**O QUE SE PEDE**
Reproduza ao pé da letra tudo o que o discurso de homenagem traz desde "O memorial que" até "Hélvia Leite Cruz.".

**BLOCO DE TEXTO**
-=-=-=-=-

Magnífico Reitor Professor Ivan
Camargo;
Ilma Sra Diretora da Faculdade de
Educação Professora Carmen Nísia Jacobina Ayres;
Ilmo Sr Vice-Diretor da Faculdade
de Educação Professor Antonio Fávero Sobrinho;
Distinta Comissão de Honra;
Senhores Ex-Reitores;
Senhores e Senhoras Professores e
Professoras Eméritos e Eméritas e demais titulares de distinções honoris causa;
Senhores e Senhoras Decanos e
Decanas;
Senhores e Senhoras Diretores e
Diretoras de Unidades Acadêmicas e Administrativas;
Senhores e Senhoras Professores e
Professoras, Servidores e Servidoras, Estudantes, Familiares da homenageada,
seu marido advogado José Oscar Pelúcio Pereira, filho, filhas, nora, genros e
netos;
Convidados e convidadas. Distingo
entre os aqui presentes, não podendo nomear todos, o advogado Antonio Carlos
Sigmaringa Seixas, antigo batonier da
Ordem dos Advogados de Brasília, meu mestre, sob cuja orientação aprendi a
ética e a técnica que balizam o exercício dessa nobre profissão;
Secretário Chefe da Casa Civil do
Governo do Distrito Federal, Swendenberger do Nascimento Barbosa;
Integrantes dessa extraordinária
e talvez mais antiga turma de ludopedistas
de Brasília, entre os quais me incluo;
Por último, mas com o sentimento
de que é distinguida em primeiro lugar, Senhora Professora Emérita Eva Waisros
Pereira.
O memorial que
apresenta e reivindica a outorga de título de professora emérita a Eva Waisros
Pereira, dando início a um processo complexo que tem sua culminância nesta
solenidade, é subscrito por uma qualificada comissão formada por professoras da
Faculdade de Educação da UnB, nomeadamente, Laura Maria Coutinho, Maria
Alexandra Militão Rodrigues, Maria Luiza Pinho Pereira e Hélvia Leite Cruz.

-=-=-=-=-

**Registros de dados coletados**
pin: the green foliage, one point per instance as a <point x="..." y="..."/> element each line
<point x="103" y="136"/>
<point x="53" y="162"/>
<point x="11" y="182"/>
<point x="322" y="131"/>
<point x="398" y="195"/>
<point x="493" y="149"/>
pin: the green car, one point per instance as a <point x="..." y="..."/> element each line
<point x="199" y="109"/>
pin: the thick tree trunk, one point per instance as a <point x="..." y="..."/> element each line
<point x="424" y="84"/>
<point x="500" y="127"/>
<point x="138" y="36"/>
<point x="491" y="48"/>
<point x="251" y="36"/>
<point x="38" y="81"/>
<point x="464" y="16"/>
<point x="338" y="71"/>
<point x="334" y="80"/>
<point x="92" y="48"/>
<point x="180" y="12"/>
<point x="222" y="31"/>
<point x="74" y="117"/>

-=-=-=-=-

**RESPOSTA ESCRITA**
O memorial que
apresenta e reivindica a outorga de título de professora emérita a Eva Waisros
Pereira, dando início a um processo complexo que tem sua culminância nesta
solenidade, é subscrito por uma qualificada comissão formada por professoras da
Faculdade de Educação da UnB, nomeadamente, Laura Maria Coutinho, Maria
Alexandra Militão Rodrigues, Maria Luiza Pinho Pereira e Hélvia Leite Cruz.